_Problem requirements_
Count the lines in the listing below that contain the string "trash", matching case exactly. Reply with the number alone.

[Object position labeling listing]
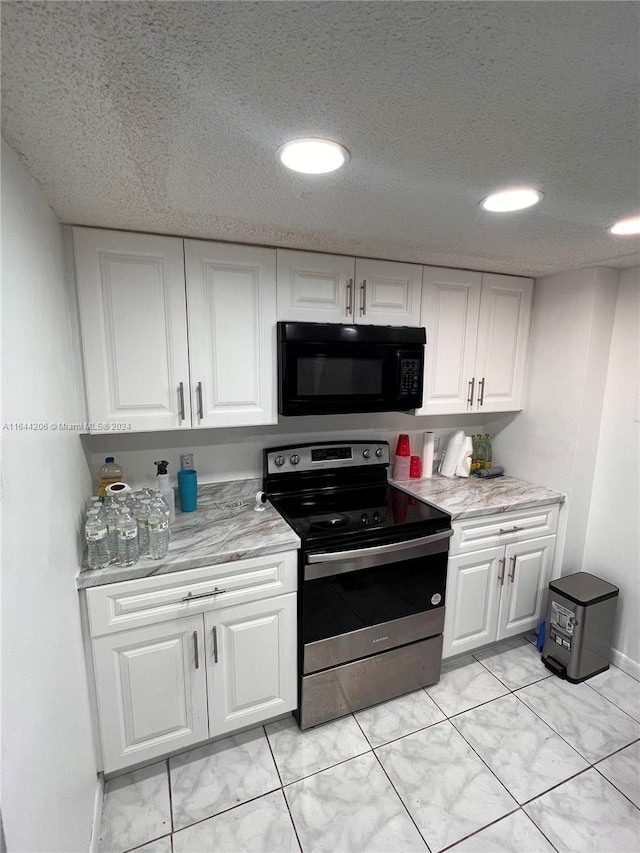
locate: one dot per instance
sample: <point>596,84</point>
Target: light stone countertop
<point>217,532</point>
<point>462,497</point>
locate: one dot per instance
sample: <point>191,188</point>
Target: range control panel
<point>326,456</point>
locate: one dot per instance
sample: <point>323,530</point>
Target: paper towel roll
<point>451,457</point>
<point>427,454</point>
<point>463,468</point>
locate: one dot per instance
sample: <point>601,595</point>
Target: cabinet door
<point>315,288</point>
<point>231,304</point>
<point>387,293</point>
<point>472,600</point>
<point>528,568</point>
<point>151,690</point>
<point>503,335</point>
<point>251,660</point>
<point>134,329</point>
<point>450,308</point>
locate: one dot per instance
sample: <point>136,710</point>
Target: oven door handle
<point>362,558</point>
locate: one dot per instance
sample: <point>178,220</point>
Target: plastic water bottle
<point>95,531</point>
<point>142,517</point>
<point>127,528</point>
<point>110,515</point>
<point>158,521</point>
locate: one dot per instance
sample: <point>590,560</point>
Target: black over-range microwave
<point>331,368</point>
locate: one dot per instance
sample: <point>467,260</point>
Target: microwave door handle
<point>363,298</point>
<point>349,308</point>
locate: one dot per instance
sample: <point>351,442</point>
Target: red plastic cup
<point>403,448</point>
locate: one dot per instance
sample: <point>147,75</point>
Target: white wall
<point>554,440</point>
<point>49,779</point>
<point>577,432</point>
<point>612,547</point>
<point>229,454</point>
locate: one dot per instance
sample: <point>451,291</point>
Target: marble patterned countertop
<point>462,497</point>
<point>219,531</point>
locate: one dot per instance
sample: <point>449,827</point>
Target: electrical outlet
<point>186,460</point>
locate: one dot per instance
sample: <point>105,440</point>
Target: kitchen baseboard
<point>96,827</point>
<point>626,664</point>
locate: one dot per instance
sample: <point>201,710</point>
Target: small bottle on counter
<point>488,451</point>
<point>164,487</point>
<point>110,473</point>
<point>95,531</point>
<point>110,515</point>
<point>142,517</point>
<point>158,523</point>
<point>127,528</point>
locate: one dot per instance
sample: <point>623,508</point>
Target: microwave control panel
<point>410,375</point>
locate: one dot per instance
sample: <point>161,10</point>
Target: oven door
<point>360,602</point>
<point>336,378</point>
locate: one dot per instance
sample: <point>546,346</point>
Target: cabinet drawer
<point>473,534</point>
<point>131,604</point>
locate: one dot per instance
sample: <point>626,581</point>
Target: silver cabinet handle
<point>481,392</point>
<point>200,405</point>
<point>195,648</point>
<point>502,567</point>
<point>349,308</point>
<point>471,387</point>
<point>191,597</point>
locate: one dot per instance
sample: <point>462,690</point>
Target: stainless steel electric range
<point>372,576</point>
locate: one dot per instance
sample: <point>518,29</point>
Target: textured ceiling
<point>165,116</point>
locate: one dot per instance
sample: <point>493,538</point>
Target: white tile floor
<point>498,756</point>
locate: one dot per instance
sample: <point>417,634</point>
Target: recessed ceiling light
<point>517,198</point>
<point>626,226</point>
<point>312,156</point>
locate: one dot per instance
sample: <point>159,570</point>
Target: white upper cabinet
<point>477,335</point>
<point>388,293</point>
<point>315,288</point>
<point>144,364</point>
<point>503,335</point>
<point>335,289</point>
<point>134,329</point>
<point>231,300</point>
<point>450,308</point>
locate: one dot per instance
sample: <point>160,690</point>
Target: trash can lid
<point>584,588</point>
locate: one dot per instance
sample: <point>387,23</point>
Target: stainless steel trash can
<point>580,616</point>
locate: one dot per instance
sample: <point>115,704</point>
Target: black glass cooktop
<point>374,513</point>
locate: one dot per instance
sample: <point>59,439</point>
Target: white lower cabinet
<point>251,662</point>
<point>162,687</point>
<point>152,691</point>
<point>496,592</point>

--

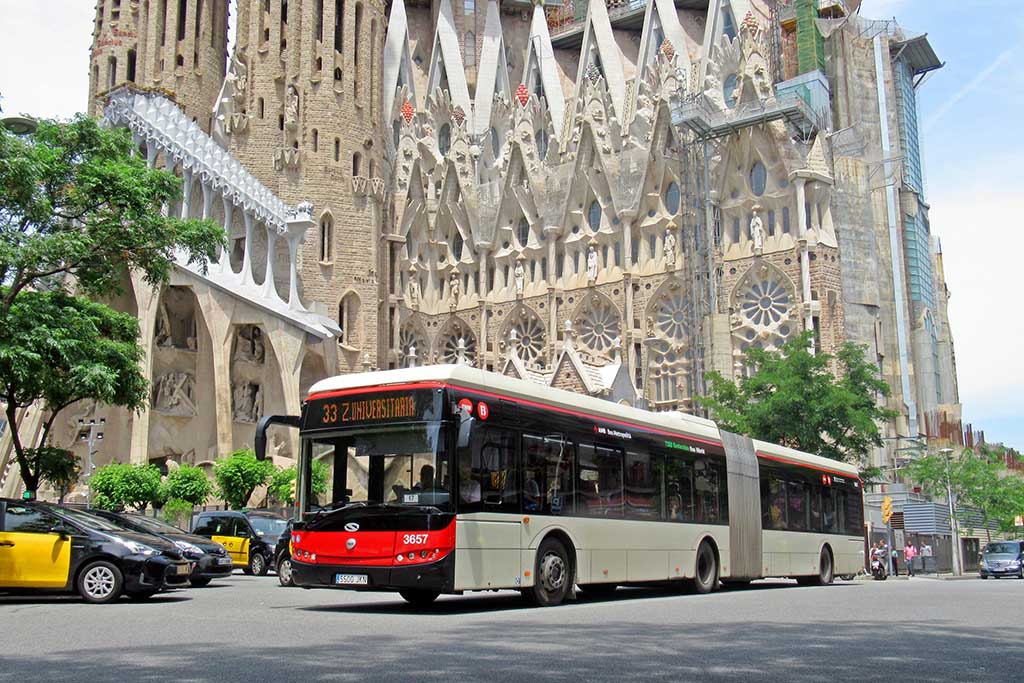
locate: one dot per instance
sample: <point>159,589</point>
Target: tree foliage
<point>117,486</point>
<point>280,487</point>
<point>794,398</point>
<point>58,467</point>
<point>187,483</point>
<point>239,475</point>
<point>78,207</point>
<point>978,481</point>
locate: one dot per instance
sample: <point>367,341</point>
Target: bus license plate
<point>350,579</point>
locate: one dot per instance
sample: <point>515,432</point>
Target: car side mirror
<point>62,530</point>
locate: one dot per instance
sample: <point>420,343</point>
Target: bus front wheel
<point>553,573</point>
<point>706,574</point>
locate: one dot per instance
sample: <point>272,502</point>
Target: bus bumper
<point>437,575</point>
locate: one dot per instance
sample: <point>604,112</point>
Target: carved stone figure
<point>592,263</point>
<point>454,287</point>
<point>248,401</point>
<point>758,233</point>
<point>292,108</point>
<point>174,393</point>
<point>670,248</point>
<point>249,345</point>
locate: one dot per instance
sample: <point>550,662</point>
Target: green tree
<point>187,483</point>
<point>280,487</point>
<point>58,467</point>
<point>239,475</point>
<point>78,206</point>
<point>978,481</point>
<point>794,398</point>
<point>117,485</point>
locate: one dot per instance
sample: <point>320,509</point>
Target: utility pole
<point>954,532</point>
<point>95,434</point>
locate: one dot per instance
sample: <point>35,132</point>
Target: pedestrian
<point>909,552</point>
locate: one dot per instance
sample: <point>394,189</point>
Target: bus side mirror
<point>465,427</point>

==

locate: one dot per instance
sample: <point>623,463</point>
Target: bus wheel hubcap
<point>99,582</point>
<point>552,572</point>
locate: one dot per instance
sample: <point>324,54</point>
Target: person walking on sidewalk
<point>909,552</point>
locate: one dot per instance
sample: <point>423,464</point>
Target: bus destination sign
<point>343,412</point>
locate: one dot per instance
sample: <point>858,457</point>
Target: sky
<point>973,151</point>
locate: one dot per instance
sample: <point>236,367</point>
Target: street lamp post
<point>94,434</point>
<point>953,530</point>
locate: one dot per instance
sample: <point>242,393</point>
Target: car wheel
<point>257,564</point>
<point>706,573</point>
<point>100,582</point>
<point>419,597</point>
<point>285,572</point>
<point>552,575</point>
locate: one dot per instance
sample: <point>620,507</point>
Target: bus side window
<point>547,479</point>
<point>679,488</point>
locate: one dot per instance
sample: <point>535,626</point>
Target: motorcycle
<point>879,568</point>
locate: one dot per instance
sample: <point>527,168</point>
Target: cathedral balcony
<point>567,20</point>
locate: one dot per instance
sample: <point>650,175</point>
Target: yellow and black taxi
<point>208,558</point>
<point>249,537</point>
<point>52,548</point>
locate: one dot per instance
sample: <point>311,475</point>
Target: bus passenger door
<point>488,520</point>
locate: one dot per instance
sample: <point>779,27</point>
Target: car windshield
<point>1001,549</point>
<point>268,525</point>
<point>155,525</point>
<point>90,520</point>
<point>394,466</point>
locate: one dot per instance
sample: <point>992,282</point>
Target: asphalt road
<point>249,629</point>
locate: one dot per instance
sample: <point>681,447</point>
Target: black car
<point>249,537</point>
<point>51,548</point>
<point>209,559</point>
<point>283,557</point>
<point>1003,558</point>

_Full solution_
2